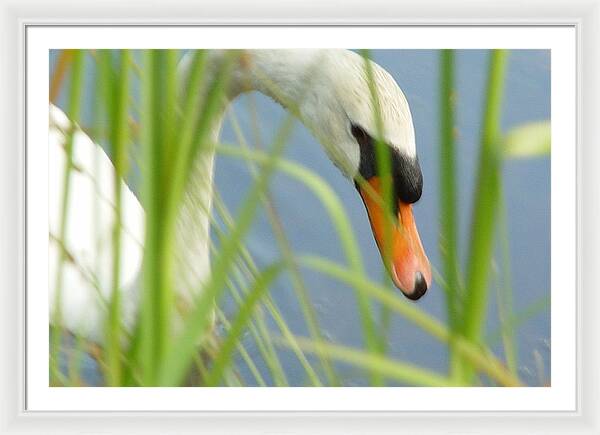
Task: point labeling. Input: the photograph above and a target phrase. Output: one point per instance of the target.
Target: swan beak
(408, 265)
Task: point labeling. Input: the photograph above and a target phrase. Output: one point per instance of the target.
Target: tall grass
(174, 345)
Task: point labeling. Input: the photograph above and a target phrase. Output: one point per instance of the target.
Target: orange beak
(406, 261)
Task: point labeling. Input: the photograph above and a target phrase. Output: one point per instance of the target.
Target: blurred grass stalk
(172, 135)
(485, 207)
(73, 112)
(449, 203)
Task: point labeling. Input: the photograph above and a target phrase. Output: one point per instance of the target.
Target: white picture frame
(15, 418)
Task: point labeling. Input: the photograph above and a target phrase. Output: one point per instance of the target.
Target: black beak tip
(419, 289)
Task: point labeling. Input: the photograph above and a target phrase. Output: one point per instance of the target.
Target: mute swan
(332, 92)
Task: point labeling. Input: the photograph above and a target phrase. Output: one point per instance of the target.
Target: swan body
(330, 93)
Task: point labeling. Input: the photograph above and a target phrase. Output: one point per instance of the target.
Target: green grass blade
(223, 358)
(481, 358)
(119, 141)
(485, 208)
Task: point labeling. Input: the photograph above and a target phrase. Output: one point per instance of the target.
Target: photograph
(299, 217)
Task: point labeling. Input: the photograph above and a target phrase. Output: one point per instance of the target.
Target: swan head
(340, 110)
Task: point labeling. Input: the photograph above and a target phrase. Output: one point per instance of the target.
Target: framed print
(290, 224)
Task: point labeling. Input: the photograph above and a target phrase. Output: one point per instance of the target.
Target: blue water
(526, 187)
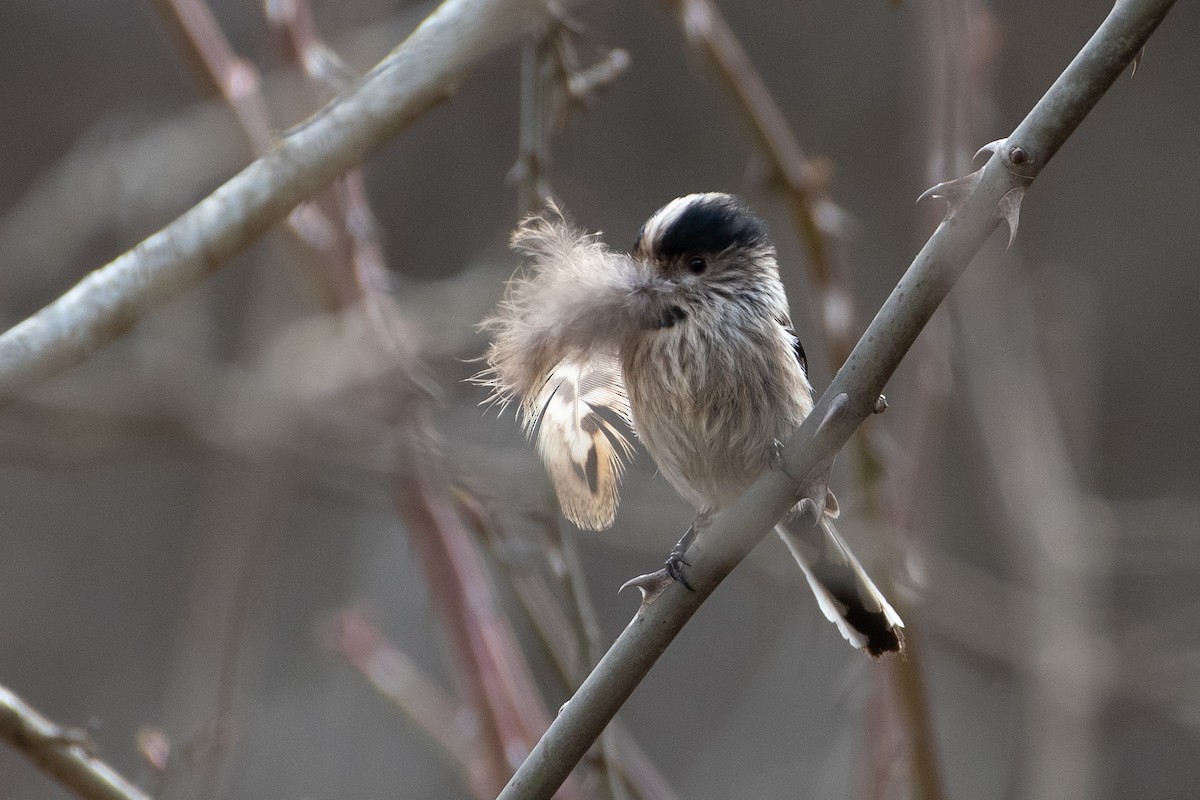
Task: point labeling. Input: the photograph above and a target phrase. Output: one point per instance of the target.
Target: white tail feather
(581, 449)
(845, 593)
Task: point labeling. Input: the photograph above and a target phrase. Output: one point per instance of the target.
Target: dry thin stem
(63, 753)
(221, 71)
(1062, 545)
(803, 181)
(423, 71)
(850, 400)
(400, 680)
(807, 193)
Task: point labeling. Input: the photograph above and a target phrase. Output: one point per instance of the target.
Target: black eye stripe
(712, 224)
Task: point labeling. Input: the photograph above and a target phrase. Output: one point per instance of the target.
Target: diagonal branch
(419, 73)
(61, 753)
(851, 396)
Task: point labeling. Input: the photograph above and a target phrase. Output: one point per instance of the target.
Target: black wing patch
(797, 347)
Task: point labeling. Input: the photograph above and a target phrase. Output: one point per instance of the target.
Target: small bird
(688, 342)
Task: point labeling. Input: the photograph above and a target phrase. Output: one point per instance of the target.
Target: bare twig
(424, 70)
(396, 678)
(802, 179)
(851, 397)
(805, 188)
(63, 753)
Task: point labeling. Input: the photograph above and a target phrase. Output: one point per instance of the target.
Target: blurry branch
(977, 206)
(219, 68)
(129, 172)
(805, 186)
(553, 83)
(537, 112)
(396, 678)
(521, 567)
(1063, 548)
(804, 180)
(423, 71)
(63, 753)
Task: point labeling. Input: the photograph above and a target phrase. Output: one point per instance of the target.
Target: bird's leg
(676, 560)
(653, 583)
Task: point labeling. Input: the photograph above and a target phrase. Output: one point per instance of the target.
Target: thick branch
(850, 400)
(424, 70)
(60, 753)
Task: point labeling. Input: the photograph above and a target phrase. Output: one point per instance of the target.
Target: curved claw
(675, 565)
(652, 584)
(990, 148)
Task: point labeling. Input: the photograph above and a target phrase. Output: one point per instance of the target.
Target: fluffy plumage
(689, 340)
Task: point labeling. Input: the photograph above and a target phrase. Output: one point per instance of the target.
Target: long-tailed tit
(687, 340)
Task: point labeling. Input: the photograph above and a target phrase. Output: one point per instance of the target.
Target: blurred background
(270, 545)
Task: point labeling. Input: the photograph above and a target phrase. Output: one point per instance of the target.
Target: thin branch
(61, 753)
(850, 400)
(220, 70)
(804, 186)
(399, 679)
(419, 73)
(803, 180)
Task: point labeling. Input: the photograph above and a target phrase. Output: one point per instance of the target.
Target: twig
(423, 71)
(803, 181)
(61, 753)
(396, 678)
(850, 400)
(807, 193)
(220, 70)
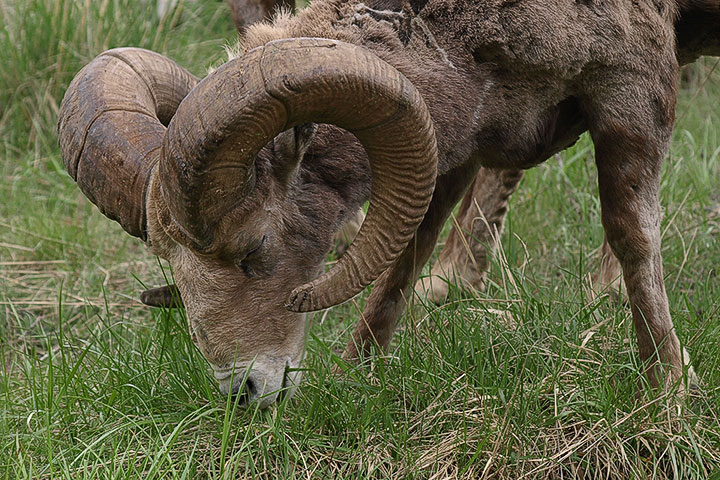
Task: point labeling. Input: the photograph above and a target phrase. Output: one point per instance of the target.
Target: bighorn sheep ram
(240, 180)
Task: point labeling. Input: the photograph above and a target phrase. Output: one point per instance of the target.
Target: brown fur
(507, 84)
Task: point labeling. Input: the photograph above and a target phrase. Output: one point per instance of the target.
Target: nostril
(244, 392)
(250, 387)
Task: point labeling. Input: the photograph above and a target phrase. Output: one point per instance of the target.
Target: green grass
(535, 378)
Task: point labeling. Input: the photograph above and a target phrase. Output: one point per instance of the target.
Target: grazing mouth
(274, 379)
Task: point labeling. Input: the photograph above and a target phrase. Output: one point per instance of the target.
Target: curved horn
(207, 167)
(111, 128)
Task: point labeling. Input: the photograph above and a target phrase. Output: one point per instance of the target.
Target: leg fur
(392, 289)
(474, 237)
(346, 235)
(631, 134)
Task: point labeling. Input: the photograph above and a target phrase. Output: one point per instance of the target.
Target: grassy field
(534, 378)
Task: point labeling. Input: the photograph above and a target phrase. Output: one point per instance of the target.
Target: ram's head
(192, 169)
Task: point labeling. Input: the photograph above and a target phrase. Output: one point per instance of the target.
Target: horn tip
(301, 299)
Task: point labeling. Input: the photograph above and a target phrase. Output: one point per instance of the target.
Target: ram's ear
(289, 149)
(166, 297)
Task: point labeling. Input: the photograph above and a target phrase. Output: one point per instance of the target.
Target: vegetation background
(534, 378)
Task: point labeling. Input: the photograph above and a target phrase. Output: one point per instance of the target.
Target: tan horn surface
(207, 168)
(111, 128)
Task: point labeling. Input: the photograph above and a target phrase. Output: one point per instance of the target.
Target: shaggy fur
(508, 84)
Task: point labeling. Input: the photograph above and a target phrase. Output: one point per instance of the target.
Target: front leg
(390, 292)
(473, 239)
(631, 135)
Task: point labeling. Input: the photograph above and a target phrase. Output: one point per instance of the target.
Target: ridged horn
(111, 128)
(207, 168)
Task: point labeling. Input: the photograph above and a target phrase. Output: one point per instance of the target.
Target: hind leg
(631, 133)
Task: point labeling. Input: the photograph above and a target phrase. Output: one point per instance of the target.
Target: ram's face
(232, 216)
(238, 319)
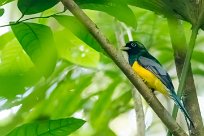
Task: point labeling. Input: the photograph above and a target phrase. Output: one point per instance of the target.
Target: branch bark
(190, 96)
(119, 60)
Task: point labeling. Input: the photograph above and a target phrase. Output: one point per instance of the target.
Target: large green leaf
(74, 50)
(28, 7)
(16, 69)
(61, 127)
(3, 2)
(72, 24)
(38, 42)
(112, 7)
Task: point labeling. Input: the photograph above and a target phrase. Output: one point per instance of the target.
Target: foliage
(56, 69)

• **Description of the task**:
Everything in the entries above should be printed again exactly, apart from the pictures.

• **Answer to this problem**:
Task: point labeling. Input: the photograph above and a target phrase. Output: one point per instance of the target.
Target: swan beak
(408, 265)
Task: point labeling. Input: the photograph above and a target phrase. Output: one point per instance of the target.
Target: tall grass
(174, 345)
Task: point labeling. Input: the photograph above and a target phrase. Output: one point per instance of the target.
Target: orange beak
(406, 261)
Task: point labeling. Input: the photograph above and a target phrase. Output: one point per instance of the target.
Target: blurred grass stalk
(172, 135)
(485, 207)
(73, 112)
(449, 203)
Task: point labeling. Input: the photograph above and a target phrase. Output: one point per instance of the target.
Target: white picture frame
(15, 418)
Task: point labeling. Input: the photograph above and a target phrase. Output: one point per instance of the target.
Target: black beak tip
(419, 289)
Task: point labeling. Input: the photograph above and a target phrase. Output: one point per instance of the target.
Target: mute swan
(332, 92)
Task: point labeling. Input: the photograph above and a target phrase. Output: one point per instance of the target.
Target: swan body
(330, 93)
Task: point labeling. Input: the photograph above and a target phrase. Output: one point per instance of the target.
Target: green grass blade
(223, 358)
(481, 358)
(119, 141)
(485, 208)
Task: point labeling. Input: the photograph above and a target phrase. Output: one point per instance of the target.
Target: photograph
(299, 217)
Task: point labeling. Input: the photograph above and a target phrase. Output: one point per instance of the target.
Target: swan head
(340, 110)
Task: point labeling. Input: the photograph above and a target phrase. Output: one point per instance of the target.
Target: framed print
(290, 224)
Task: point labeling. Input: the photograph above and a target phrase. Output: one point per instance of the target.
Target: blue water
(526, 187)
Task: point labeling. Input: the photograph above and a target phrase. Output: one point per instance of the target.
Target: white tail feather
(581, 449)
(845, 593)
Task: point labeling. Input: the photograph above and a target phrase. Output: one point per instance of the target.
Target: dry thin stem
(63, 753)
(221, 71)
(1062, 545)
(803, 181)
(423, 71)
(850, 400)
(400, 680)
(807, 193)
Task: point labeling. Input: the photograph above and a target phrase. Output: one point per instance of the target.
Target: black eye stripe
(712, 224)
Task: point labeling. Input: the photograph above and a target phrase. Output: one point per instance of the target.
Target: diagonal branch
(419, 73)
(61, 753)
(851, 396)
Task: point labeling. Input: the photograph above and a target phrase. Output: one point per instance of the target.
Target: black wing patch
(797, 347)
Task: point labeling. Input: the photograph above and a target phrase. Output: one point per instance of the target.
Target: small bird
(688, 342)
Task: point labeling. Input: the photograph above and a target phrase. Output: one point per instance of the target.
Target: bare twig
(424, 70)
(396, 678)
(802, 179)
(851, 397)
(805, 188)
(63, 753)
Task: point labeling. Input: the photograph above and a target phrase. Output: one point per instance of the target.
Target: blurry branch
(977, 206)
(219, 68)
(129, 172)
(805, 186)
(553, 83)
(537, 112)
(396, 678)
(521, 567)
(1063, 548)
(804, 180)
(423, 71)
(63, 753)
Task: point labeling. Input: the photograph above and a target phrase. Output: one point per instance of the target.
Target: bird's leg
(676, 560)
(653, 583)
Task: point labeling. Input: the photograph above and a target phrase. Output: one point per instance of the target.
Target: thick branch
(850, 400)
(424, 70)
(60, 753)
Task: point labeling. Input: the photograph above and a target phrase. Output: one point per instance of the target.
Target: curved claw
(675, 565)
(652, 584)
(990, 148)
Task: point labeling. Input: the photograph above and a target phrase. Output: one point per instance of the target.
Target: fluffy plumage
(689, 340)
Task: point labeling. Input: the photograph above and a target phrase. Output: one point per instance of the target.
Target: long-tailed tit
(687, 340)
Task: point labeling. Input: the photograph above and a target phrase. Output: one point per instance of the target.
Target: blurred background
(270, 545)
Task: point labeling. Input: the photograph above and a target phrase. Output: one point per instance of the target.
Target: thin branch
(61, 753)
(850, 400)
(220, 70)
(804, 186)
(399, 679)
(419, 73)
(803, 180)
Task: point labeling. Input: the photograph above and a target phrase. Output: one point per instance of the target.
Target: twig
(423, 71)
(803, 181)
(61, 753)
(396, 678)
(850, 400)
(807, 193)
(220, 70)
Task: point labeling. Input: the photograph above and a target phrase. Output: one point per instance of the target.
Target: bighorn sheep ram
(240, 180)
Task: point labeling. Input: the photograph above and a target phrase. Output: one point per instance of the target.
Target: brown fur
(507, 84)
Task: point labeling. Input: the photograph above and a target phrase. Output: one point per instance of the target.
Target: nostril
(244, 392)
(250, 387)
Task: point labeling. Input: the photograph above and a target phrase. Output: one point per instance of the target.
Target: green grass
(535, 378)
Task: point labeling. Input: the photograph above and a target phrase. Output: one point per instance of the target.
Target: grazing mouth
(274, 379)
Task: point labeling. Input: the photograph above and a target phrase. Output: one point per instance of the target.
Target: curved horn
(207, 167)
(111, 128)
Task: point labeling. Input: the photograph above and a target phrase. Output: one point per instance of the target.
Target: leg fur
(392, 289)
(474, 237)
(346, 235)
(631, 134)
Task: point labeling. Input: the photograph above and a target phrase. Output: one point per instance of the target.
Target: grassy field
(534, 378)
Task: point labeling. Input: the photograph above and a target phrase. Output: one point per instance of the target.
Target: ram's head
(192, 169)
Task: point labeling. Input: the photograph above and a target phrase. Output: one point per instance of the target.
Target: horn tip
(301, 299)
Task: point labeling. Input: the photograph above and a target phrase. Output: one point per instance of the target.
Target: ram's ear
(289, 149)
(166, 297)
Task: point labeling. Input: the photograph above and a target phrase. Output: one point per instance of the target.
Target: vegetation background
(534, 378)
Task: point labeling. Input: the photograph above and a target phrase. Output: one point per instance of the target.
Target: tan horn surface
(207, 168)
(111, 128)
Task: point labeling. Input: the photograph above and a target phrase. Output: one point per instance of the target.
Target: shaggy fur
(508, 84)
Task: point labeling. Input: the photograph above and a target phrase. Output: one point per instance of the target.
Target: front leg
(390, 292)
(473, 239)
(631, 135)
Task: point labeling. Input: the photograph above and a target phrase. Output: one point per instance of the target.
Target: ridged horn
(111, 128)
(207, 168)
Task: point labeling. Input: the photograph above and a target phrase. Output: one point per instance of the target.
Target: hind leg
(631, 133)
Task: point labeling. Input: the photograph above and a target phrase. Output: one point per instance of the target.
Target: ram's face
(232, 216)
(238, 319)
Task: point labeling. Input: the photograph above and a target phrase. Output: one point per instance of the target.
Target: branch bark
(190, 96)
(119, 60)
Task: point labeling. Input: the photograph above and a target phrase. Output: one point per instance of the target.
Target: large green leaf
(74, 50)
(28, 7)
(16, 69)
(61, 127)
(3, 2)
(72, 24)
(38, 42)
(112, 7)
Task: point labeling. Input: the photograph above and a target phrase. Output: one point per instance of the target.
Target: foliage
(56, 69)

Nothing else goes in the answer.